**INSTRUCTIONS TO FOLLOW**
Begin at the line that contains "Reviewer check: each instance of the white lattice" and stop after the final row. Rewrite only those lines, replacing "walnut tree branch" with "tree branch" and leaving everything else unchanged.

**RECORD SET**
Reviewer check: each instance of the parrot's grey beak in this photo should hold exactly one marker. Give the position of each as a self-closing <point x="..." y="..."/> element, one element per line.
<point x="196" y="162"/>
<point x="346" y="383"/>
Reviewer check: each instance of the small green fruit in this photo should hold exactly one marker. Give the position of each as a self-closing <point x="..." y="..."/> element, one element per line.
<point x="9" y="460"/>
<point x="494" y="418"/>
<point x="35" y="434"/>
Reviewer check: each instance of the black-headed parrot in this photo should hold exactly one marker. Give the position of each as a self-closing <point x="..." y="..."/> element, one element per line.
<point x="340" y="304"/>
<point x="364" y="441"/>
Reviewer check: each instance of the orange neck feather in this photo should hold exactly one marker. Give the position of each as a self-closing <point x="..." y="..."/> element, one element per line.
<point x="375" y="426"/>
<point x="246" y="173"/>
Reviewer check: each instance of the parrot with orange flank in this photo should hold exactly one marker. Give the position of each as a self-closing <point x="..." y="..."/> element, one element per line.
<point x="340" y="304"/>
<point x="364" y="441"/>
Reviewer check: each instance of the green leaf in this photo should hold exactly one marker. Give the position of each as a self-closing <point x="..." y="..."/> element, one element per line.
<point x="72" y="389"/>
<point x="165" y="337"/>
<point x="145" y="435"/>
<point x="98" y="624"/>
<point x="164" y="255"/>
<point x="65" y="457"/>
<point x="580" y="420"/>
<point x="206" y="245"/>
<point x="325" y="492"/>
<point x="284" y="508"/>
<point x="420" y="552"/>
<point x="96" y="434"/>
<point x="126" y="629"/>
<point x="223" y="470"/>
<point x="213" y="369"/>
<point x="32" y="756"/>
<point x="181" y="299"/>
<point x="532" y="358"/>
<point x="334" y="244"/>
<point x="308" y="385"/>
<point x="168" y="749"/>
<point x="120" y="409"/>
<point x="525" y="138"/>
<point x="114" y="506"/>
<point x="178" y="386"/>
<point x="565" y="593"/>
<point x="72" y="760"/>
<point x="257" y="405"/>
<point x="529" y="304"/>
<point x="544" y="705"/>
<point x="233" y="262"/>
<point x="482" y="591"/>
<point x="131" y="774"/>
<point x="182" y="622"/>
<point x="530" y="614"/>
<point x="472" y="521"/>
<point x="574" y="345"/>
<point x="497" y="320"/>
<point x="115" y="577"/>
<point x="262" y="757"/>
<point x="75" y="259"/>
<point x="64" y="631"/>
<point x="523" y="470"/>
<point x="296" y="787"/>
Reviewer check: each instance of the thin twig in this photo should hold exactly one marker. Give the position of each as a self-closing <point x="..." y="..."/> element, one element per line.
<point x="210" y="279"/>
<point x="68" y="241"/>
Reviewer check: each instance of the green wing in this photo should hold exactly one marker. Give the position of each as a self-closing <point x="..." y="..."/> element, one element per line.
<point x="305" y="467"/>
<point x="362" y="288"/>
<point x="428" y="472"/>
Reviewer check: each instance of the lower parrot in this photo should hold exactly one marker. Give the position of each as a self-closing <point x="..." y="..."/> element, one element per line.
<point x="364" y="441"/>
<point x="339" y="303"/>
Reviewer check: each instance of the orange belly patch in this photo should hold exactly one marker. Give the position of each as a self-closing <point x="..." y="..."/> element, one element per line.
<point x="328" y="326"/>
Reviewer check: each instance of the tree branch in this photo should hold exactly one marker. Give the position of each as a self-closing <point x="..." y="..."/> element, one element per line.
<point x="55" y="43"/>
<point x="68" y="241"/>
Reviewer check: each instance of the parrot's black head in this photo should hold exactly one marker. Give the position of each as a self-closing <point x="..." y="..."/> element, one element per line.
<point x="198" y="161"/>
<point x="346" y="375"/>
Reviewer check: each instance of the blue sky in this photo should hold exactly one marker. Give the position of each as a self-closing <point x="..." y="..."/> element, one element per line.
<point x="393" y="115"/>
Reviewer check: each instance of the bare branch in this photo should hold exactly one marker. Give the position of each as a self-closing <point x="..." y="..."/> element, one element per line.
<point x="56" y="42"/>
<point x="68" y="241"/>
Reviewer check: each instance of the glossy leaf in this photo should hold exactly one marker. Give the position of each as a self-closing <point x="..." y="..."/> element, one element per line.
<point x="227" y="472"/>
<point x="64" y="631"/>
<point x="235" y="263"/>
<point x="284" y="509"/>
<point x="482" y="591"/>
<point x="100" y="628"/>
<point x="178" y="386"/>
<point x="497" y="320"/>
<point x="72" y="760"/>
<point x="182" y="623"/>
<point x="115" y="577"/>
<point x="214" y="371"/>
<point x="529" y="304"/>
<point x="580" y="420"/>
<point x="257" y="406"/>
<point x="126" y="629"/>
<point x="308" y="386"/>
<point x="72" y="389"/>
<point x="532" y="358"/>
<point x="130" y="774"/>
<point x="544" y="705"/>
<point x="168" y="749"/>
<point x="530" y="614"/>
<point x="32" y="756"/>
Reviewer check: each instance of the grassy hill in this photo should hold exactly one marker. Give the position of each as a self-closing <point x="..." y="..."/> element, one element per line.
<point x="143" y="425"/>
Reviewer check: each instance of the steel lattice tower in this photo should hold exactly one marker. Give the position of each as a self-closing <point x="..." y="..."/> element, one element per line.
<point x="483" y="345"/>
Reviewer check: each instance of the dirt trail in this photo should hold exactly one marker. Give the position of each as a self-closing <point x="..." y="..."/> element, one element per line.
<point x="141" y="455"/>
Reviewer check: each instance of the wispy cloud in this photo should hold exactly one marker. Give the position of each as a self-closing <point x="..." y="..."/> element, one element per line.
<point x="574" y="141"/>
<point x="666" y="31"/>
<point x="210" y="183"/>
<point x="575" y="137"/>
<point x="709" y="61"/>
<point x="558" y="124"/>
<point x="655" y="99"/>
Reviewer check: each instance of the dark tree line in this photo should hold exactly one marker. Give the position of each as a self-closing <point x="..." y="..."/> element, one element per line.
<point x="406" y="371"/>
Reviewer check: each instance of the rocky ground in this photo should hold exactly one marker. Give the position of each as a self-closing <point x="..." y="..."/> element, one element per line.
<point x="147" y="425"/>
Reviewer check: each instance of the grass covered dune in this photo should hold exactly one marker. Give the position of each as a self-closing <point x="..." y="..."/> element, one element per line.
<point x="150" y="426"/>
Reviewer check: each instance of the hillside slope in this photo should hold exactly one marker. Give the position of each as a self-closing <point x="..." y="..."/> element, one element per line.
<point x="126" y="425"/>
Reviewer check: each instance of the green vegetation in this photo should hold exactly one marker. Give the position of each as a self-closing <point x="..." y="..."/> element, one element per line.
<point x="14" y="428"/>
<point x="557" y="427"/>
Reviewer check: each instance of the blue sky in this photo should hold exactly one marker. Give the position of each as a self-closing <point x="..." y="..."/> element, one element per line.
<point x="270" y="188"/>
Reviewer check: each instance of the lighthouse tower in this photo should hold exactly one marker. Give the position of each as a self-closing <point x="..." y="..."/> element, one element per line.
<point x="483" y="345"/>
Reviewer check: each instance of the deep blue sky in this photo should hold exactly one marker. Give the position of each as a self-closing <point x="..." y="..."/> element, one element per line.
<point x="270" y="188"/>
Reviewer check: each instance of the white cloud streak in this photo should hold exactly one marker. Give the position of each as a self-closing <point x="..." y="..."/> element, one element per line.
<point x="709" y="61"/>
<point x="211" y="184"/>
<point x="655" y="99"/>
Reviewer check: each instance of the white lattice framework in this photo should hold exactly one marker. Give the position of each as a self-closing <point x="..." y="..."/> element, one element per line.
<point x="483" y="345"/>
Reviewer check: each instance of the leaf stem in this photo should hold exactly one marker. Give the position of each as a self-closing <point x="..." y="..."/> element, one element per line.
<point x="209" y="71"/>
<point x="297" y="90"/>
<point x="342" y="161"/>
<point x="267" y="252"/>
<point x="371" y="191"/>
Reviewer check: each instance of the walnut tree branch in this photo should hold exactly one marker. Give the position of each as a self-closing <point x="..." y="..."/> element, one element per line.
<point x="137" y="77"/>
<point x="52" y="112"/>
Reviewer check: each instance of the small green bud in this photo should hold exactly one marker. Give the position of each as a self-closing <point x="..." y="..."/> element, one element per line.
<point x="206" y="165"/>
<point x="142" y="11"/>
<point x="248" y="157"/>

**FULL SOLUTION**
Reviewer check: each instance of the white lattice framework in this photo should hold exactly one marker. Give the position of each as a self-closing <point x="..." y="..."/> element, one element per line.
<point x="483" y="345"/>
Reviewer check: each instance of the leaf stem in this photo should hold exactly one marker. Give the position of each as a self-closing <point x="..." y="..."/> element, one element per line.
<point x="209" y="71"/>
<point x="297" y="90"/>
<point x="342" y="161"/>
<point x="267" y="252"/>
<point x="371" y="191"/>
Reviewer check: each instance of the tree branch in this photo should hold exactly one marker. Give the position of each as a self-closing <point x="..." y="..."/> element, one element per line.
<point x="137" y="77"/>
<point x="52" y="112"/>
Reviewer check: each instance of the small green bud in this photo should hold exactly one marker. Give the position of each as a self-closing <point x="..." y="..."/> element, one element per line.
<point x="206" y="165"/>
<point x="142" y="11"/>
<point x="248" y="157"/>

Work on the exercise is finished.